**Input records**

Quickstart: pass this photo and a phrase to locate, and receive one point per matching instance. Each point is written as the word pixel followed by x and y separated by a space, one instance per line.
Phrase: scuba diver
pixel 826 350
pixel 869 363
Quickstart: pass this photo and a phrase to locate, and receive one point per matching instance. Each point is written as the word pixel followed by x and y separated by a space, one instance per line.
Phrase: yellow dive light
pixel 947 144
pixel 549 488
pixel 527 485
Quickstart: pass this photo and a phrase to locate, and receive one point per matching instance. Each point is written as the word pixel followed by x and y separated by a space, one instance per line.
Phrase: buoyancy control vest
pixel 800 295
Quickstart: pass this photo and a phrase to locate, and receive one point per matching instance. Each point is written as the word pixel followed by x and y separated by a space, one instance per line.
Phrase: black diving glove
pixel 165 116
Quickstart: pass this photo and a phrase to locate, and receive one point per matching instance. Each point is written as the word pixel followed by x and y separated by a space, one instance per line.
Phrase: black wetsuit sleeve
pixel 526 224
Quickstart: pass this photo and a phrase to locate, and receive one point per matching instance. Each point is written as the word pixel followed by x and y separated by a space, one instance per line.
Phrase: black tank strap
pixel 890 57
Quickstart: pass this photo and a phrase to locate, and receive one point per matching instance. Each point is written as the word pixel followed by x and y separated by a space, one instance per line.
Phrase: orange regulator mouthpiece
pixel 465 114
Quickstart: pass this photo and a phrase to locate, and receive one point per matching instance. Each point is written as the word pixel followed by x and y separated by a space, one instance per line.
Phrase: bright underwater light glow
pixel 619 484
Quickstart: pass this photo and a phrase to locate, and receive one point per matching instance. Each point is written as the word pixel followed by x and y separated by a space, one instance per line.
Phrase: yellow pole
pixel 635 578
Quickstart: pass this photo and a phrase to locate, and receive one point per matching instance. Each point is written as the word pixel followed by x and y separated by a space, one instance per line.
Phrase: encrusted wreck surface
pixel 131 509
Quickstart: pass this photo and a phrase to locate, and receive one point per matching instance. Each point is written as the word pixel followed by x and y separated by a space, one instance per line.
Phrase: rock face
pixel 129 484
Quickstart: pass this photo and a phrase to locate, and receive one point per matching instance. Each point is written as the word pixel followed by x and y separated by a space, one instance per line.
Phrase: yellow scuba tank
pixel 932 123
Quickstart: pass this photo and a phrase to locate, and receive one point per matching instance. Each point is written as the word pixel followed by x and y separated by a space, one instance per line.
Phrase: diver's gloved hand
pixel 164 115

**Written task**
Render the data from its first line through the line containing "pixel 869 363", both ends included, as a Markdown table with the columns Row and Line. Skip any blank lines.

**Reply to the task**
| Row | Line |
|---|---|
| 1 | Quickstart: pass this photo and a phrase to locate, and receive one point per matching instance. Each point is written as the word pixel followed by x and y separated by a space, one instance per line. |
| 2 | Phrase: scuba diver |
| 3 | pixel 826 350 |
| 4 | pixel 869 363 |